* _Source extract_
=======

Stipends, Taxes & Grants


Each graduate student in OEB is guaranteed full support of tuition and stipend through June of his/her sixth year. Some of this support comes from teaching fellowships and for some students stipend support comes from outside grants such as the National Science Foundation Graduate Research Fellowship.

The current level of stipend support for OEB grad students in AY12-13 is $,2718 per month, or $32,616 annually.When someone earns over $2,718/month, either through teaching in any FAS class (not just OEB) or through outside Fellowship, OEB does not provide supplemental funds from our endowments. This is done to ensure equity in financial support for all students.


Taxable Income

Basically, any money which passes through your hands is taxable. To quote the IRS:

"Amounts received as a scholarship granted after August 16, 1986, for room and board or travel and any other amounts received for expenses other than tuition and course related expenses (see Publication 520) are taxable."

"Amounts received as a scholarship that are payment for teaching, research, or other services even if the services were required to get the grant are taxable."

The "tuition and course related expenses" referred to in the first paragraph covers the tuition grants made by OEB, NSF, and others which go directly to Harvard. These do not count as personal income. Anything which the IRS deems taxable income is also taxable at a flat 5% rate in Massachusetts. Deductions in Massachusetts are a bit different and newcomers in particular should note that half of your rent is usually deductible.

=======

* _Extracted records_
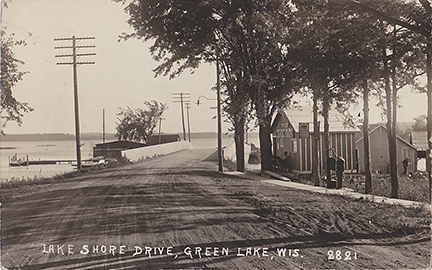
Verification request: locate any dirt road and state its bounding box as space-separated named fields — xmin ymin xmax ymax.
xmin=1 ymin=149 xmax=430 ymax=269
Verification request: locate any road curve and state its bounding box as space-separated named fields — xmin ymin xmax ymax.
xmin=1 ymin=149 xmax=427 ymax=270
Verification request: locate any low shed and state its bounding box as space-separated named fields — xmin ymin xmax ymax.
xmin=93 ymin=141 xmax=146 ymax=158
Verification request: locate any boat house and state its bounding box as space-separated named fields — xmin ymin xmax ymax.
xmin=272 ymin=107 xmax=360 ymax=174
xmin=93 ymin=141 xmax=146 ymax=158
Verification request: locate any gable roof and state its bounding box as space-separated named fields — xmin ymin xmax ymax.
xmin=410 ymin=131 xmax=428 ymax=151
xmin=272 ymin=106 xmax=360 ymax=132
xmin=355 ymin=124 xmax=416 ymax=149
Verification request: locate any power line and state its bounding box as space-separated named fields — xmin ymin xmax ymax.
xmin=186 ymin=102 xmax=191 ymax=142
xmin=172 ymin=92 xmax=191 ymax=141
xmin=54 ymin=33 xmax=96 ymax=170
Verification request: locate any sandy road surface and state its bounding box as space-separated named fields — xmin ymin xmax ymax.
xmin=1 ymin=149 xmax=430 ymax=269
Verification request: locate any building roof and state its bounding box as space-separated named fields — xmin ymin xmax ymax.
xmin=273 ymin=106 xmax=360 ymax=132
xmin=411 ymin=131 xmax=428 ymax=151
xmin=355 ymin=124 xmax=416 ymax=149
xmin=96 ymin=141 xmax=147 ymax=148
xmin=150 ymin=134 xmax=181 ymax=145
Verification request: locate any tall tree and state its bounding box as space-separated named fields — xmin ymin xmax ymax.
xmin=293 ymin=0 xmax=363 ymax=185
xmin=117 ymin=0 xmax=295 ymax=170
xmin=0 ymin=29 xmax=33 ymax=134
xmin=348 ymin=0 xmax=432 ymax=197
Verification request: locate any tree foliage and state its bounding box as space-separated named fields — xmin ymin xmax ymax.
xmin=0 ymin=29 xmax=33 ymax=134
xmin=116 ymin=100 xmax=168 ymax=144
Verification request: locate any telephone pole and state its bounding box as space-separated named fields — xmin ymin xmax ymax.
xmin=216 ymin=56 xmax=223 ymax=172
xmin=102 ymin=109 xmax=107 ymax=158
xmin=173 ymin=92 xmax=191 ymax=141
xmin=186 ymin=102 xmax=191 ymax=142
xmin=159 ymin=116 xmax=165 ymax=144
xmin=54 ymin=36 xmax=96 ymax=170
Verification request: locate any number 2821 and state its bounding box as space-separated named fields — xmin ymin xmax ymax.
xmin=327 ymin=250 xmax=357 ymax=261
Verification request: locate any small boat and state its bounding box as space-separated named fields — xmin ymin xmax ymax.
xmin=9 ymin=153 xmax=30 ymax=167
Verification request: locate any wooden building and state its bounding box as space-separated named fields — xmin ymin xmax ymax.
xmin=93 ymin=141 xmax=146 ymax=158
xmin=410 ymin=131 xmax=428 ymax=158
xmin=356 ymin=124 xmax=417 ymax=173
xmin=149 ymin=134 xmax=181 ymax=145
xmin=272 ymin=107 xmax=360 ymax=174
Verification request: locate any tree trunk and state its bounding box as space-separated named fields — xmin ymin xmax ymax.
xmin=259 ymin=120 xmax=272 ymax=172
xmin=389 ymin=68 xmax=398 ymax=198
xmin=426 ymin=41 xmax=432 ymax=201
xmin=323 ymin=90 xmax=332 ymax=188
xmin=363 ymin=80 xmax=372 ymax=194
xmin=384 ymin=52 xmax=398 ymax=198
xmin=234 ymin=119 xmax=245 ymax=172
xmin=312 ymin=91 xmax=320 ymax=186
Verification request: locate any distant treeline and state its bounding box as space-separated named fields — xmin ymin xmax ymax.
xmin=0 ymin=132 xmax=257 ymax=142
xmin=0 ymin=133 xmax=116 ymax=142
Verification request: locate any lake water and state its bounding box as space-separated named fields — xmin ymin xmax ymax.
xmin=0 ymin=141 xmax=99 ymax=181
xmin=0 ymin=136 xmax=258 ymax=181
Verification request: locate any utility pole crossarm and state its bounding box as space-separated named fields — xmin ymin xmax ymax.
xmin=54 ymin=36 xmax=95 ymax=170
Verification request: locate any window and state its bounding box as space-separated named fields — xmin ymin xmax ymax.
xmin=291 ymin=139 xmax=297 ymax=153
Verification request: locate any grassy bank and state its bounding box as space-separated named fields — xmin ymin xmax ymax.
xmin=279 ymin=172 xmax=430 ymax=203
xmin=0 ymin=159 xmax=130 ymax=202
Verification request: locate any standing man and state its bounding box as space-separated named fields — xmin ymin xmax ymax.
xmin=336 ymin=157 xmax=345 ymax=189
xmin=402 ymin=157 xmax=409 ymax=174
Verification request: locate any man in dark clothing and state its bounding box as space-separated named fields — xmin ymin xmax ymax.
xmin=336 ymin=157 xmax=345 ymax=188
xmin=402 ymin=157 xmax=409 ymax=174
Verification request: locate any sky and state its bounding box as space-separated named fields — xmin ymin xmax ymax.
xmin=2 ymin=0 xmax=427 ymax=134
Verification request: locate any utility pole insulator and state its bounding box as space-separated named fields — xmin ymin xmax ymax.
xmin=54 ymin=36 xmax=96 ymax=170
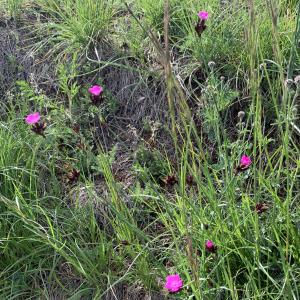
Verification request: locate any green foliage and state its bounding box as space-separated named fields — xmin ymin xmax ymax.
xmin=0 ymin=0 xmax=300 ymax=299
xmin=135 ymin=145 xmax=168 ymax=181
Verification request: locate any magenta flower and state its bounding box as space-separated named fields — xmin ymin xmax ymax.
xmin=165 ymin=274 xmax=183 ymax=293
xmin=240 ymin=155 xmax=252 ymax=169
xmin=198 ymin=10 xmax=209 ymax=21
xmin=89 ymin=85 xmax=103 ymax=96
xmin=25 ymin=112 xmax=41 ymax=125
xmin=88 ymin=85 xmax=103 ymax=105
xmin=205 ymin=240 xmax=217 ymax=252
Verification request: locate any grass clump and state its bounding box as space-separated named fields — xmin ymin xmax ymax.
xmin=0 ymin=0 xmax=300 ymax=299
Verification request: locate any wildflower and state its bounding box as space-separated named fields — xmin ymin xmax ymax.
xmin=195 ymin=10 xmax=209 ymax=37
xmin=88 ymin=85 xmax=103 ymax=105
xmin=165 ymin=274 xmax=183 ymax=293
xmin=207 ymin=61 xmax=216 ymax=70
xmin=198 ymin=10 xmax=209 ymax=21
xmin=67 ymin=168 xmax=80 ymax=183
xmin=205 ymin=240 xmax=217 ymax=252
xmin=31 ymin=122 xmax=47 ymax=137
xmin=186 ymin=175 xmax=195 ymax=185
xmin=25 ymin=112 xmax=47 ymax=137
xmin=25 ymin=112 xmax=41 ymax=125
xmin=284 ymin=78 xmax=294 ymax=90
xmin=238 ymin=110 xmax=245 ymax=120
xmin=163 ymin=174 xmax=177 ymax=186
xmin=240 ymin=155 xmax=252 ymax=170
xmin=255 ymin=203 xmax=269 ymax=214
xmin=294 ymin=75 xmax=300 ymax=86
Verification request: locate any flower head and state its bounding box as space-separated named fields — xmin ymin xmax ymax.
xmin=240 ymin=155 xmax=252 ymax=169
xmin=205 ymin=240 xmax=217 ymax=252
xmin=88 ymin=85 xmax=103 ymax=96
xmin=165 ymin=274 xmax=183 ymax=293
xmin=255 ymin=203 xmax=269 ymax=214
xmin=198 ymin=10 xmax=209 ymax=20
xmin=25 ymin=112 xmax=41 ymax=125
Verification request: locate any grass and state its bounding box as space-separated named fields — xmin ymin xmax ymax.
xmin=0 ymin=0 xmax=300 ymax=299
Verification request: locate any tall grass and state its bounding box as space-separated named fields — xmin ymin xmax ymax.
xmin=0 ymin=0 xmax=300 ymax=299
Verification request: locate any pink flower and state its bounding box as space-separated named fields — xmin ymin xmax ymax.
xmin=165 ymin=274 xmax=183 ymax=293
xmin=240 ymin=155 xmax=252 ymax=169
xmin=25 ymin=112 xmax=41 ymax=125
xmin=198 ymin=10 xmax=209 ymax=20
xmin=89 ymin=85 xmax=103 ymax=96
xmin=205 ymin=240 xmax=217 ymax=252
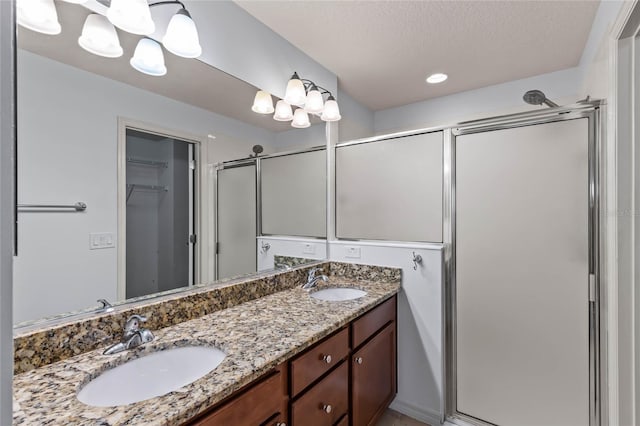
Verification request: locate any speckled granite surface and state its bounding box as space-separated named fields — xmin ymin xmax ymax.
xmin=14 ymin=263 xmax=316 ymax=374
xmin=14 ymin=272 xmax=400 ymax=426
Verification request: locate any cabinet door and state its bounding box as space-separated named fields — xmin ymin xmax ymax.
xmin=351 ymin=322 xmax=396 ymax=426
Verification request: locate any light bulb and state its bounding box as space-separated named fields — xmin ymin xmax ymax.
xmin=16 ymin=0 xmax=62 ymax=35
xmin=251 ymin=90 xmax=273 ymax=114
xmin=320 ymin=96 xmax=342 ymax=121
xmin=78 ymin=13 xmax=122 ymax=58
xmin=304 ymin=88 xmax=324 ymax=114
xmin=291 ymin=108 xmax=311 ymax=129
xmin=162 ymin=9 xmax=202 ymax=58
xmin=129 ymin=37 xmax=167 ymax=76
xmin=273 ymin=99 xmax=293 ymax=121
xmin=284 ymin=72 xmax=307 ymax=106
xmin=107 ymin=0 xmax=156 ymax=35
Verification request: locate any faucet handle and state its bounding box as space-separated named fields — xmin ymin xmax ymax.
xmin=124 ymin=315 xmax=147 ymax=335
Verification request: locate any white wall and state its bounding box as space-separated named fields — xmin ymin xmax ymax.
xmin=338 ymin=91 xmax=375 ymax=141
xmin=14 ymin=51 xmax=274 ymax=322
xmin=329 ymin=241 xmax=444 ymax=425
xmin=185 ymin=0 xmax=338 ymax=98
xmin=258 ymin=237 xmax=327 ymax=272
xmin=0 ymin=1 xmax=15 ymax=425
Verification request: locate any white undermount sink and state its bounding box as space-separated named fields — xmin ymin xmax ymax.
xmin=311 ymin=287 xmax=367 ymax=302
xmin=78 ymin=346 xmax=226 ymax=407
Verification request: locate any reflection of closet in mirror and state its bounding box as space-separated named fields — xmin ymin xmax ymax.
xmin=126 ymin=129 xmax=195 ymax=298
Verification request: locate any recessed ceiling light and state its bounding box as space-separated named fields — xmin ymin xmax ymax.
xmin=427 ymin=72 xmax=449 ymax=84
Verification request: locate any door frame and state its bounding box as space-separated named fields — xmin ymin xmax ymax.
xmin=116 ymin=117 xmax=208 ymax=300
xmin=444 ymin=101 xmax=608 ymax=426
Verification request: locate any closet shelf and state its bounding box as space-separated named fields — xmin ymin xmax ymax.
xmin=127 ymin=157 xmax=169 ymax=169
xmin=127 ymin=183 xmax=169 ymax=202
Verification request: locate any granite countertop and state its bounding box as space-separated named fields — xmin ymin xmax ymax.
xmin=13 ymin=277 xmax=400 ymax=426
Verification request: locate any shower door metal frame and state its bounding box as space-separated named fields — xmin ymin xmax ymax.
xmin=444 ymin=101 xmax=607 ymax=426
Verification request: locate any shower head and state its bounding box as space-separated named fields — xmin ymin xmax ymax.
xmin=522 ymin=90 xmax=558 ymax=107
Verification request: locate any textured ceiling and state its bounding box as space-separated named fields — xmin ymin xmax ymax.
xmin=236 ymin=0 xmax=599 ymax=110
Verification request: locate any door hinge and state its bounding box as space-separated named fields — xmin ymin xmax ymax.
xmin=589 ymin=274 xmax=596 ymax=302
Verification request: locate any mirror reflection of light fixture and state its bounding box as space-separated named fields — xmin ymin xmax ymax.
xmin=251 ymin=90 xmax=274 ymax=114
xmin=16 ymin=0 xmax=202 ymax=77
xmin=129 ymin=37 xmax=167 ymax=77
xmin=251 ymin=72 xmax=342 ymax=129
xmin=284 ymin=72 xmax=307 ymax=106
xmin=273 ymin=99 xmax=293 ymax=121
xmin=162 ymin=6 xmax=202 ymax=58
xmin=291 ymin=108 xmax=311 ymax=129
xmin=320 ymin=95 xmax=342 ymax=121
xmin=107 ymin=0 xmax=156 ymax=35
xmin=78 ymin=13 xmax=123 ymax=58
xmin=16 ymin=0 xmax=62 ymax=35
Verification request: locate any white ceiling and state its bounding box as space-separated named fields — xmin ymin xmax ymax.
xmin=236 ymin=0 xmax=599 ymax=111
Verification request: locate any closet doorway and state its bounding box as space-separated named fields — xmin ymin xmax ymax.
xmin=118 ymin=121 xmax=198 ymax=299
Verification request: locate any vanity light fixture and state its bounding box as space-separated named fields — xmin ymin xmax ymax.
xmin=16 ymin=0 xmax=202 ymax=77
xmin=16 ymin=0 xmax=62 ymax=35
xmin=251 ymin=90 xmax=274 ymax=114
xmin=107 ymin=0 xmax=156 ymax=35
xmin=427 ymin=72 xmax=449 ymax=84
xmin=129 ymin=37 xmax=167 ymax=77
xmin=78 ymin=13 xmax=123 ymax=58
xmin=291 ymin=108 xmax=311 ymax=129
xmin=251 ymin=72 xmax=342 ymax=129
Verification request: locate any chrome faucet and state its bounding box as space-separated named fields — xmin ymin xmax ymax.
xmin=103 ymin=315 xmax=154 ymax=355
xmin=302 ymin=268 xmax=329 ymax=289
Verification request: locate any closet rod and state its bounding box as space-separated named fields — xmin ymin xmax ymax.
xmin=18 ymin=201 xmax=87 ymax=212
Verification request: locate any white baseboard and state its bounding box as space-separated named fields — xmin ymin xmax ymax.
xmin=389 ymin=398 xmax=441 ymax=426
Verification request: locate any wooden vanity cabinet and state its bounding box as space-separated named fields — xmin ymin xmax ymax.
xmin=187 ymin=363 xmax=289 ymax=426
xmin=188 ymin=296 xmax=397 ymax=426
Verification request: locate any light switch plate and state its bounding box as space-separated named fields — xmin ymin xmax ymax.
xmin=345 ymin=246 xmax=360 ymax=259
xmin=89 ymin=232 xmax=116 ymax=250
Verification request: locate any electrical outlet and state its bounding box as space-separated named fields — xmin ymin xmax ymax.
xmin=345 ymin=246 xmax=360 ymax=259
xmin=89 ymin=232 xmax=116 ymax=250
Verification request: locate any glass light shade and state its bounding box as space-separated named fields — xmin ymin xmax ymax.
xmin=320 ymin=96 xmax=342 ymax=121
xmin=78 ymin=13 xmax=122 ymax=58
xmin=273 ymin=99 xmax=293 ymax=121
xmin=162 ymin=9 xmax=202 ymax=58
xmin=304 ymin=90 xmax=324 ymax=114
xmin=284 ymin=74 xmax=307 ymax=106
xmin=251 ymin=90 xmax=273 ymax=114
xmin=16 ymin=0 xmax=62 ymax=35
xmin=107 ymin=0 xmax=156 ymax=35
xmin=129 ymin=37 xmax=167 ymax=76
xmin=291 ymin=108 xmax=311 ymax=129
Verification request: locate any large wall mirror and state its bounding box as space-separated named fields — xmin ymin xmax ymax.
xmin=14 ymin=2 xmax=326 ymax=325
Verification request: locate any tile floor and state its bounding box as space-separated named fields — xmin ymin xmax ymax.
xmin=376 ymin=410 xmax=429 ymax=426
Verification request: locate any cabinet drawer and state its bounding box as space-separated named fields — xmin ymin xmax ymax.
xmin=291 ymin=328 xmax=349 ymax=397
xmin=291 ymin=362 xmax=349 ymax=426
xmin=351 ymin=296 xmax=396 ymax=349
xmin=190 ymin=366 xmax=286 ymax=426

=======

* _Job 1_
Retype the OEB stipend and tax text from "Stipends, Taxes &" up to and including "for all students.".
* _Job 2_
Continue the OEB stipend and tax text from the point where it stops.
The records are independent of the OEB stipend and tax text.

* _Output 1_
Stipends, Taxes & Grants


Each graduate student in OEB is guaranteed full support of tuition and stipend through June of his/her sixth year. Some of this support comes from teaching fellowships and for some students stipend support comes from outside grants such as the National Science Foundation Graduate Research Fellowship.

The current level of stipend support for OEB grad students in AY12-13 is $,2718 per month, or $32,616 annually.When someone earns over $2,718/month, either through teaching in any FAS class (not just OEB) or through outside Fellowship, OEB does not provide supplemental funds from our endowments. This is done to ensure equity in financial support for all students.

* _Output 2_
Students should also note that since no tax is deducted from stipend checks (when the stipend is in the form of a grant), you will most likely need to pay quarterly estimated income tax for both the state of Massachusetts and the IRS. Remember: all OEB Student Research funds are taxable and may be deductible if receipts are accounted for!

Tax Matters for Foreign Students:

All the publications mentioned are available through the International Office or they can tell you how to get them. Keep all your pay slips, get the appropriate tax forms early, and go to the GSAS seminar in late February. Note that the filing deadline is April 15th. Be aware that tax liabilities are the responsibility of the students.

The amount of tax you pay depends on what type of tax treaty your country has with the U.S. The US has signed tax treaties with some countries which may exempt certain individuals from taxes. You must obtain a US Social Security number in order to be exempt. For details, you should obtain IRS publication #901. See also the "Table of Exemptions from the United States' Income Tax for Nonresident Alien Students under Tax Treaties". Helpful tax info and some of these forms are available in the OEB financial office or the International Office in Holyoke Center 858 (495-2789). Foreign students must file forms with the tax office in the Payroll office at Holyoke Center.

There are 2 types of tax--Federal and State, and the rules differ in terms of what is deemed taxable income. None of us pay FICA deductions. Another bright point is that Harvard automatically withholds tax on TF and RA payments made to foreigners so you have probably already paid most of your taxes. If your stipend is in the form of a Harvard Grant, the Payroll Office will not deduct tax directly from your stipend, but will request this from you on a term bill itemized as "Federal Withholding."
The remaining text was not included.